__What is being asked__.
Pictures aside, write out every record exactly as it appears.

== Segment start ==

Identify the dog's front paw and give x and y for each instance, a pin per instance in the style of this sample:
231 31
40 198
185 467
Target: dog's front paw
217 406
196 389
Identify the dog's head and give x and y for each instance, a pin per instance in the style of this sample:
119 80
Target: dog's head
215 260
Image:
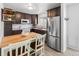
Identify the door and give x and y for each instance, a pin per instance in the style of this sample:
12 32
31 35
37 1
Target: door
52 42
73 26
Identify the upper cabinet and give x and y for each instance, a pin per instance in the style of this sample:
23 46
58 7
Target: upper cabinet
53 12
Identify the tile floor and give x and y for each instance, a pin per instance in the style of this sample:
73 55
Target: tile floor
51 52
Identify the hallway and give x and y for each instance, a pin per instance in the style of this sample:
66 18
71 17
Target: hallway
69 52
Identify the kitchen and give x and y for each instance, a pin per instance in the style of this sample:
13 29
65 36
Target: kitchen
30 23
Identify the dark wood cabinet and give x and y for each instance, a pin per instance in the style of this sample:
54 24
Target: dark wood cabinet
7 28
53 12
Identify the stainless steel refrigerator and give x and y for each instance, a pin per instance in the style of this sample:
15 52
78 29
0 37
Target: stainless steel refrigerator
54 34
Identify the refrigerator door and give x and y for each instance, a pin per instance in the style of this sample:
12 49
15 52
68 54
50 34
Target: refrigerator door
1 31
54 26
54 33
52 42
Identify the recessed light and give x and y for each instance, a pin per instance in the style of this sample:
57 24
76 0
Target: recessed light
29 6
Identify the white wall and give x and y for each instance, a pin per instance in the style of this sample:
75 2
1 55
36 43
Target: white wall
73 26
1 24
42 19
63 28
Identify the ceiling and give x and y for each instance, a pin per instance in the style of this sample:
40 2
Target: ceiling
38 7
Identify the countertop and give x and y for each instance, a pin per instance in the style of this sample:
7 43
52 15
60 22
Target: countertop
16 38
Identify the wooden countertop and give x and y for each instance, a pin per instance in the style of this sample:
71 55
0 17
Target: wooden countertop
16 38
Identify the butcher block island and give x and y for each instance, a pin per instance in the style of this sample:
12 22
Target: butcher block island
28 44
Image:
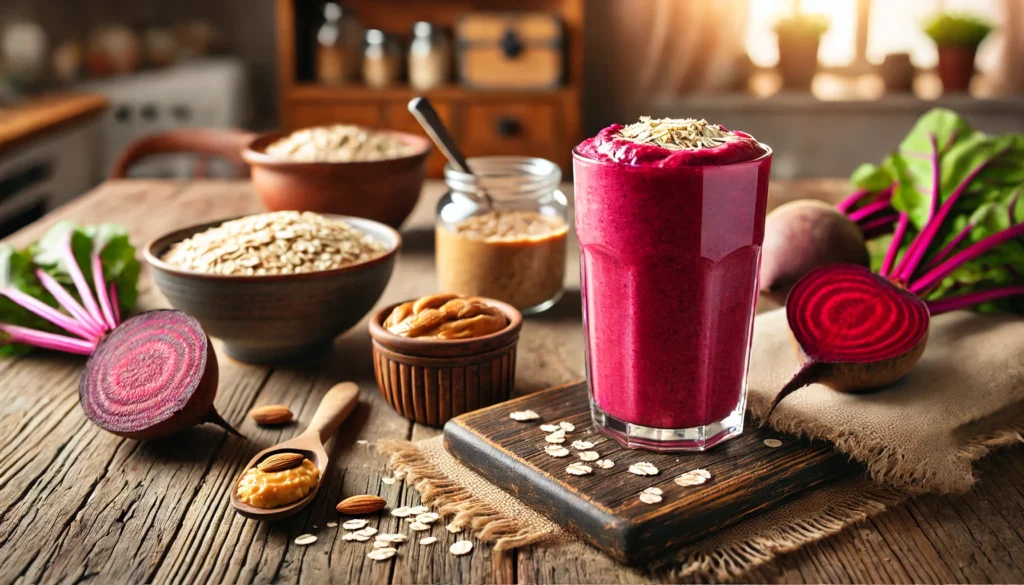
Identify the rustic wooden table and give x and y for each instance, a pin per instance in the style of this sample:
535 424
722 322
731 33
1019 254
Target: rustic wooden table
79 504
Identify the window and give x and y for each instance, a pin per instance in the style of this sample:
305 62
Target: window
893 26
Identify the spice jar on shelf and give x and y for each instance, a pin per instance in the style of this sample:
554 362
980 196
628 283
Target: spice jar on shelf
381 59
511 248
337 45
429 57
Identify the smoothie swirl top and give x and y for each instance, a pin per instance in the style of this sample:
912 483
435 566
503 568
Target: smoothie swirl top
671 142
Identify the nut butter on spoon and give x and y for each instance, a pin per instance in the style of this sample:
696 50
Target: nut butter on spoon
337 404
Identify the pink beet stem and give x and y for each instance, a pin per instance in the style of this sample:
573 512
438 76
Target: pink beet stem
81 284
969 300
948 248
921 244
936 184
894 246
100 284
69 302
49 314
116 304
876 206
847 204
935 276
46 340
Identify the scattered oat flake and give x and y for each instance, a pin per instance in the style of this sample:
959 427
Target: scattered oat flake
461 547
649 498
523 416
401 512
643 468
556 451
691 478
427 517
381 553
578 469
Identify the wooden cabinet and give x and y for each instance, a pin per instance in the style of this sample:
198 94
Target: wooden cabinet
544 123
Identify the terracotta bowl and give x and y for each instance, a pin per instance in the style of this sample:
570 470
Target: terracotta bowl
383 191
276 319
432 380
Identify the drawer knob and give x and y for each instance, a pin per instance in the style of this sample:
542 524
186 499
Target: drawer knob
508 126
511 43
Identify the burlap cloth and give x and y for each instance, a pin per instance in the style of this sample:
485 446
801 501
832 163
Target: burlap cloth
965 397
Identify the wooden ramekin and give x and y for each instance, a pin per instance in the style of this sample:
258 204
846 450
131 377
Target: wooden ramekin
432 380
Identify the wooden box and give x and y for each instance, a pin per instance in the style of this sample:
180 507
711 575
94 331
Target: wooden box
510 50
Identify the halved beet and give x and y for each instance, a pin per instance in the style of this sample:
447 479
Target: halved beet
854 330
152 376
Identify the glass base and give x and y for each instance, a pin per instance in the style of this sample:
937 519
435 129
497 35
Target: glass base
669 440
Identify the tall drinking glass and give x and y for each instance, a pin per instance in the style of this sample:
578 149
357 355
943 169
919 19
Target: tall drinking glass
670 252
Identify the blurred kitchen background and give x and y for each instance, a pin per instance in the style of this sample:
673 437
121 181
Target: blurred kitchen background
827 83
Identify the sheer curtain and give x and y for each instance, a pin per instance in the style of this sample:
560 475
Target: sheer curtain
640 49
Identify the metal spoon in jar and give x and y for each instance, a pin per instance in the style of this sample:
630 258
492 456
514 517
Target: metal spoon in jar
424 113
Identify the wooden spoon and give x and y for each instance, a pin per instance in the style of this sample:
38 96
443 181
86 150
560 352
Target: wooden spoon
338 403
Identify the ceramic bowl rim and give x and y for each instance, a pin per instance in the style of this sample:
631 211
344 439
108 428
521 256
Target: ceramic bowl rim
416 345
164 242
254 153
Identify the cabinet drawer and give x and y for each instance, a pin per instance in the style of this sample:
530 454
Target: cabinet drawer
305 114
399 119
516 128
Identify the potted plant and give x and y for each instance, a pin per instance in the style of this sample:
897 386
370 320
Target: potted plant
799 36
956 37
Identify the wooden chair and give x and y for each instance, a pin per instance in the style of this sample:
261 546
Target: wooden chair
207 143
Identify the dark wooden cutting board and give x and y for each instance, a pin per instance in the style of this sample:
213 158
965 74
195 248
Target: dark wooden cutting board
603 507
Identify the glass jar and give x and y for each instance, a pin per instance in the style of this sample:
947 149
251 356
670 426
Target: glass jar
381 59
337 45
501 232
429 57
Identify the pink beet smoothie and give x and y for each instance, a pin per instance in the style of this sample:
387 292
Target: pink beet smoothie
670 244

== Segment end ==

__Written response__.
Identify the dog's front paw and give x and y for each instance, a pin per instance in the style of this sample:
231 31
40 198
185 467
Target: dog's front paw
217 406
196 389
Identify the dog's head and give x and y for each instance, a pin per instance in the style of this sample:
119 80
Target: dog's head
215 260
Image:
Identify the door and give x and y for each instance, a pin per instance in the style of this sample:
12 32
31 35
37 1
Target: door
52 42
73 26
Identify the upper cabinet and give x and y for each instance, a pin per instance in the style of this sample:
23 46
58 7
Target: upper cabinet
53 12
Identify the tile floor and give x and y for each instance, a pin per instance in the style of this sample:
73 55
Target: tile floor
51 52
Identify the hallway and give x and y for each instance, a pin per instance in the style of this sample:
66 18
71 17
Target: hallway
69 52
Identify the kitchen and give x and y for each instance, a pin per instance in the style of this sample:
13 29
65 36
Target: kitchen
30 23
Identify the dark wood cabinet and give x and y for each instance, a pin per instance in the style of this sample:
54 24
Target: dark wood cabinet
7 28
53 12
Identify the stainless steel refrigerator and give x and y for each instance, a pin per instance in the style of this sample:
15 52
78 29
0 37
Target: stainless steel refrigerator
54 34
Identify the refrigerator door and give x and y for each instance, a pin per instance in the style of this sample:
12 49
15 52
68 54
50 34
Target: refrigerator door
1 31
54 26
54 33
52 42
Identify the recessed light and give x and y for each instance, a pin per instance in the style of this sample:
57 24
76 0
Target: recessed light
29 6
Identify the white wall and give x and y for each instance, a pin per instance in the style of this sample:
75 2
1 55
36 43
Target: white wall
73 26
1 24
42 19
63 28
Identify the ceiling and give x and y for each instance, a pin per instance in the style of this sample:
40 2
Target: ceiling
38 7
Identify the countertop and give x and y for each instance, a pin per instance in the style of this sample:
7 43
52 15
60 22
Target: countertop
16 38
Identify the wooden countertop and give x and y for each instance, a pin per instance in the style of this sample:
71 55
0 17
Target: wooden countertop
16 38
Identify the butcher block island and give x and y for each instance, a pin per instance in the style of this sample:
12 22
Target: butcher block island
28 44
Image:
Identify the rustic wooden table and give x and y for each instance, a pin per instance in the style of this sample:
535 424
722 322
731 33
1019 254
Target: rustic wooden table
79 504
Identify the window and give x and y for each instance, a pin per instance in the style of this sample:
305 62
Target: window
893 26
Identify the spice jar on shelf and give x and y for each instance, a pin per instance in the style of this sample:
554 362
980 196
628 283
Target: spice jar on shelf
381 59
511 248
337 45
429 57
Identify the smoothie swirl top and give x and y for each instance, a pin per instance in the style of this sample:
912 483
435 566
503 568
Target: smoothie swirl top
671 142
Identify the nut butter on spoon and give x and y for each instance, a pin per instance in the style of this sample:
696 50
Target: nut butter on spoon
337 404
Identify the pink beet stem and give x and y for each instance, a pin per instance in the style of this sample:
573 512
438 76
Target: pink beet stem
81 284
969 300
948 248
921 244
936 184
894 246
100 284
69 302
49 314
116 304
876 206
847 204
935 276
46 340
Identify the scattered oat flake and give x and y for each instance, a pin per instance in the style of this sample:
959 427
Target: scattered oat flake
461 547
649 498
523 416
401 512
643 468
556 451
691 478
427 517
381 553
578 469
Identify the wooden cabinet and give x and y for each instance, a pin per instance in the style of this sample:
198 94
Target: wooden cabinet
544 123
Identify the terracotta bowl and give x and y for each instance, a pin per instance in the style of this sample:
570 470
Target: terracotta bowl
383 191
276 319
432 380
Identify the drawer knob and give x and y for each instance, a pin per instance in the style of this sample:
542 524
186 499
Target: drawer knob
508 126
511 43
Identify the burlap cloth and give x and y for each instance, a pin per instance in the style of this sample:
485 446
801 501
832 163
Target: burlap cloth
965 397
Identify the wooden ramekin and give x and y for each instance, a pin per instance in the style of this sample:
258 204
846 450
131 377
Target: wooden ramekin
432 380
Identify the wooden box and give x and y for each instance, a pin per instance in the style of this sample:
180 507
711 575
94 331
Target: wooden box
510 50
Identify the halved beet and give x and y for each instance, a pin per instance in the style of this sample:
447 479
Target: halved beet
854 330
152 376
Identify the glass base and give x and y for each instance, a pin per instance in the style of this sample:
937 519
435 129
497 35
Target: glass base
669 440
Identify the tall drinking glass and give x and y for each instance, a pin per instance in the style of this sample:
578 149
357 355
943 169
919 19
Target: tall drinking glass
670 252
Identify the blurred kitchen background and give x and y for each instance, a pin per instance in the style of this sample:
673 437
121 181
Target: blurred kitchen background
827 83
Identify the sheer curtain and give x and y for each instance, a pin per instance in the style of this sample:
560 475
Target: sheer curtain
640 49
Identify the metal spoon in jar and give x and y for each instance, a pin per instance in the style of this sample:
630 258
492 456
514 517
Target: metal spoon in jar
424 113
Identify the wooden spoon and give x and y for each instance, a pin per instance in the style of this sample:
38 96
443 181
86 150
560 352
Target: wooden spoon
338 403
Identify the ceramic bowl rim and give x and y for each instance, a pin per instance in the style of this sample:
631 211
344 439
108 428
521 256
Target: ceramic bowl rim
416 345
164 242
254 153
Identify the cabinet drawer and give x and y for each instance, a pin per instance in the style of this sample:
530 454
Target: cabinet drawer
305 114
399 119
516 128
Identify the potted plant and give x and y for each instance, a pin per instance in the style of this sample:
897 386
370 320
Target: potted plant
799 36
956 37
Identify the wooden chair and give x and y for each instance, a pin per instance in the style of this sample:
261 546
Target: wooden chair
207 143
Identify the dark wooden cutting board and give x and y for each instance, a pin per instance in the style of this sample:
213 158
965 74
195 248
Target: dark wooden cutting board
603 507
Identify the glass jar and give x and y for each instance, a pin per instance in the style of this sample:
947 149
251 356
670 426
Target: glass jar
381 59
337 45
501 232
429 57
Identify the pink beet smoothie and give x and y for each instance, a pin per instance in the style of this sample:
387 292
Target: pink beet smoothie
670 244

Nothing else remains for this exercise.